◆ Items:
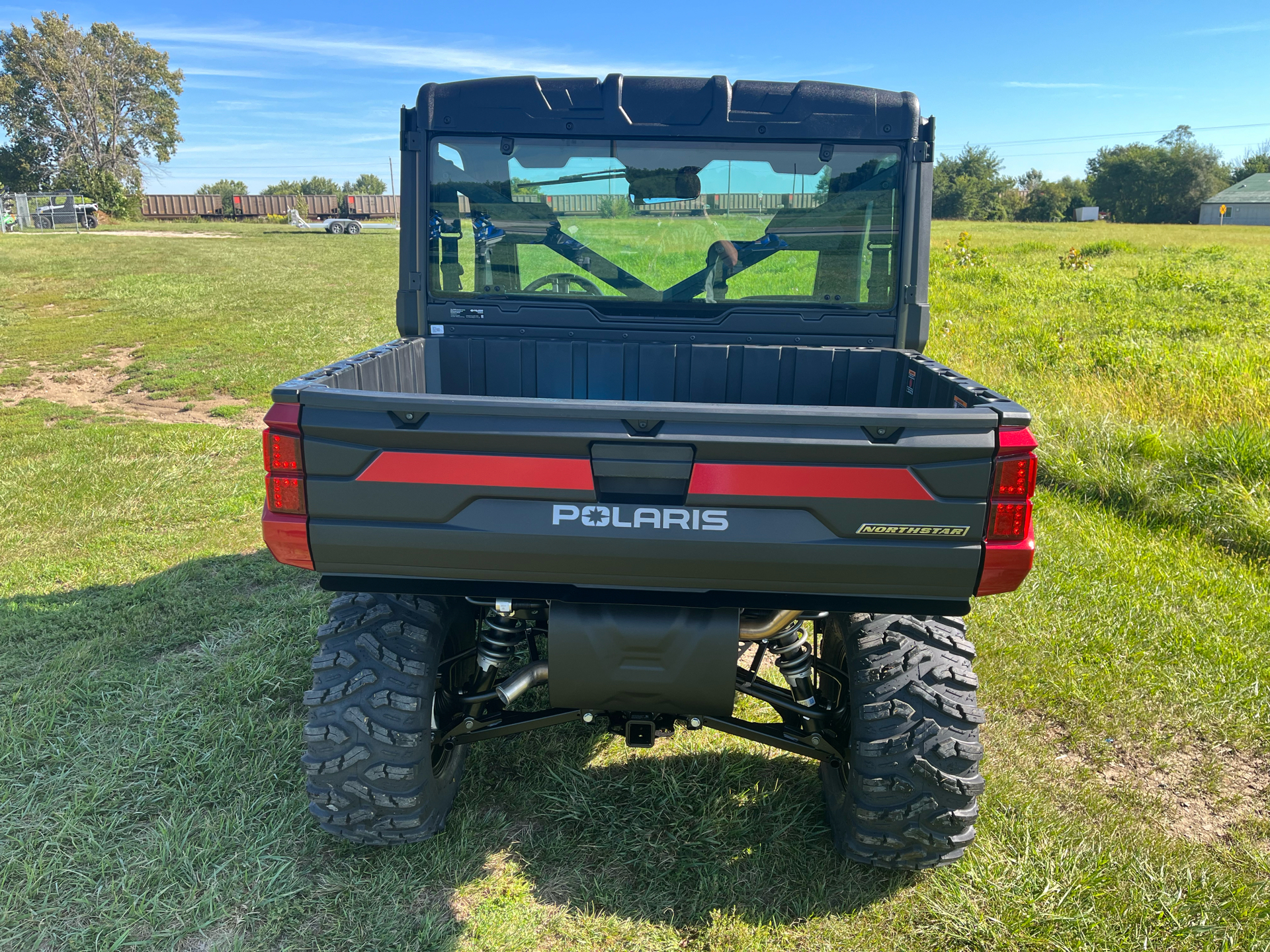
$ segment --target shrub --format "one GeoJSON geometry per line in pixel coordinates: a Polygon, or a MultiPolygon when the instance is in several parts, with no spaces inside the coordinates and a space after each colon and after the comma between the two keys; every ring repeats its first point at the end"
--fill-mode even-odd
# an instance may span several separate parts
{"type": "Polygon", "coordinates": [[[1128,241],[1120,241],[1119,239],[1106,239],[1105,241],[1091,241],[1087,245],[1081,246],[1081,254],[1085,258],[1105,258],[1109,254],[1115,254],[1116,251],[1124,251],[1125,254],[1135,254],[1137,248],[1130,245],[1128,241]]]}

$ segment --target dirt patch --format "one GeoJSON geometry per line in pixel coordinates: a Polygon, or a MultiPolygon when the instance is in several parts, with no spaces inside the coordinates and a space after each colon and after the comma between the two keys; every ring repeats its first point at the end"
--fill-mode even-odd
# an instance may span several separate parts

◆ Problem requirements:
Restate the whole listing above exactly, please, omitting every image.

◆ Exercise answer:
$ segment --target shrub --format "one GeoJSON geometry per line in pixel coordinates: a Polygon, or a MultiPolygon when the instance is in several parts, with no spaces inside the coordinates and a space after each colon and after the comma between the two keys; every ring repeats its first point at the end"
--fill-mode even-odd
# an instance may span several separate parts
{"type": "Polygon", "coordinates": [[[1128,241],[1120,241],[1119,239],[1106,239],[1105,241],[1091,241],[1087,245],[1081,246],[1081,254],[1085,258],[1105,258],[1109,254],[1115,254],[1116,251],[1124,251],[1125,254],[1135,254],[1137,248],[1130,245],[1128,241]]]}

$ segment --target dirt patch --format "one GeoJSON geometry per line in pixel coordinates: a Polygon, or a MultiPolygon when the instance is in several parts, with no spaces inside the coordinates and a space after each colon and after the comma between the two keys; every ring repeats its first point at the end"
--fill-mode even-odd
# an instance may span several separate parts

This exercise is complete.